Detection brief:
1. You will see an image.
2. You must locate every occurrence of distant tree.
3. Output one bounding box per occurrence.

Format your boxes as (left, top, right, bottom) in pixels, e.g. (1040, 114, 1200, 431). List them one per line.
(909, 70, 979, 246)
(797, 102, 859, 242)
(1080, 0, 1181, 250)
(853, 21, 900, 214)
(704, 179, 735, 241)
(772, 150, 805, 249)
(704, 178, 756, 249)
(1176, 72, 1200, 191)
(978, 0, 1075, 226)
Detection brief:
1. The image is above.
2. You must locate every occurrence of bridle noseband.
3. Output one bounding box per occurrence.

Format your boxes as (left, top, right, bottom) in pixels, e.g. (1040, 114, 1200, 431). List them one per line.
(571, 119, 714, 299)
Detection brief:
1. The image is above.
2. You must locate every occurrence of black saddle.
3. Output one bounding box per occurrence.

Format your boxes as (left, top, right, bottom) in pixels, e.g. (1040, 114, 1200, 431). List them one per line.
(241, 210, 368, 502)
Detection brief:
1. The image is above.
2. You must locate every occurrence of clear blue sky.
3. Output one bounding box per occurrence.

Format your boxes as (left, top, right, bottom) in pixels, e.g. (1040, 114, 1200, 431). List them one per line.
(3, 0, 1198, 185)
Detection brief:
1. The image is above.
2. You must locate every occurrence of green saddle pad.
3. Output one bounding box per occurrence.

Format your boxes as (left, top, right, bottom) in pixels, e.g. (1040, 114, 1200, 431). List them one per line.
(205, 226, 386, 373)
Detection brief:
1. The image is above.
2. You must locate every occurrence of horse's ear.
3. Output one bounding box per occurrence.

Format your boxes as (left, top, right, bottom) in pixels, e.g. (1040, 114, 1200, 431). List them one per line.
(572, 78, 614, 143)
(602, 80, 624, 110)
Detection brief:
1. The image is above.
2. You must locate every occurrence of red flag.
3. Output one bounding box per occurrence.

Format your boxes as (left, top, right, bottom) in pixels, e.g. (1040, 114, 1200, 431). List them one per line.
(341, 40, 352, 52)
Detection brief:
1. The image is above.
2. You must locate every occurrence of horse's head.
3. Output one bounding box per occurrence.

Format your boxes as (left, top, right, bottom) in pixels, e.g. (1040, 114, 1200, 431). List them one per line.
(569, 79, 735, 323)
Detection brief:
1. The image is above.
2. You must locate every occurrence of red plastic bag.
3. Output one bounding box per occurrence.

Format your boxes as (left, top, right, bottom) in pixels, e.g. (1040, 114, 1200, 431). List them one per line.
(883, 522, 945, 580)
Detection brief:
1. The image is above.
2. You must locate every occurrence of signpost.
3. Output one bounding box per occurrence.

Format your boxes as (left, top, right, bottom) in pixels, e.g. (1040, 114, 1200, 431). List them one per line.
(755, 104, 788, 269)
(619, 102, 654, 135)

__________________________________________________

**Task statement:** Please set down the entire material above exactly as presented.

**Answer for this exercise:**
Detection brief:
1. You will see an image.
2. You must locate every occurrence of distant tree.
3. Output one bounding box per occurrence.

Format your boxes as (left, top, right, bottom) in pixels, e.g. (1040, 114, 1200, 431). List them one per line.
(909, 70, 979, 246)
(797, 102, 859, 242)
(1080, 0, 1181, 250)
(853, 21, 900, 214)
(704, 179, 735, 241)
(772, 150, 805, 249)
(704, 178, 756, 249)
(1176, 72, 1200, 191)
(978, 0, 1075, 226)
Detection brief:
1. The image is above.
2. You must locate every occurrence of bridle noseband.
3. Output one bounding box per occurrence.

Format your boxes as (left, top, right, bottom) in pixels, e.g. (1040, 114, 1200, 431). List them one per line.
(571, 119, 714, 299)
Detection brief:
1. The image is above.
2. You must locate every occurrence of black saddle.
3. Output one bounding box per occurrence.

Format your boxes as (left, top, right, bottom) in pixels, e.g. (1040, 114, 1200, 431). List them one per line.
(241, 210, 368, 502)
Detection brief:
1. The image is above.
2. You must locate every occurrence of clear blue sky.
3. Output one bounding box per occurrence.

Format your boxes as (left, top, right, bottom) in pixels, e.g. (1040, 114, 1200, 431). List them one per line.
(3, 0, 1198, 185)
Detection brief:
1. The image is above.
2. You must locate every occurrence of green saddle pad.
3. Output one bounding box per occurrence.

Format your boxes as (left, top, right, bottom) in pixels, e.g. (1040, 114, 1200, 431). List them one per line.
(205, 226, 386, 373)
Detection brief:
1. The image is above.
2. You must locate every occurrence of horse's ear.
3. Output one bounding box per occurrence.

Format your boxes as (left, top, right, bottom) in pixels, e.g. (1040, 114, 1200, 431). List them one per line.
(572, 78, 614, 143)
(602, 80, 624, 110)
Detection brief:
1. The image is above.
2. You must locate every occurrence of red flag.
3. Output one bounding box per occurrence.

Format your boxes as (left, top, right, bottom) in pixels, e.g. (1040, 114, 1200, 431). List them one per line.
(341, 40, 352, 52)
Detection brief:
1. The image is above.
2. You must locate every occurrence of horse's head.
3. Output one bounding box per occurrence.

Format your boxes as (left, top, right, bottom) in pixels, e.g. (1040, 114, 1200, 431). List them one per line.
(569, 79, 735, 323)
Detection brief:
1. The image is above.
2. You must locate every occurrence of red plastic bag.
3. Output one bounding box per occurrence.

Format your boxes as (left, top, right, bottom) in pixels, e.g. (1040, 114, 1200, 431). List them one per line.
(883, 522, 945, 580)
Detection brief:
1. The image is above.
2. You must locate every occurrence of signpost.
3. Output one bounding box per occurrence.

Format your boxes as (left, top, right, bottom) in pixels, e.g. (1040, 114, 1200, 431). List them one per line.
(755, 104, 788, 269)
(619, 102, 654, 135)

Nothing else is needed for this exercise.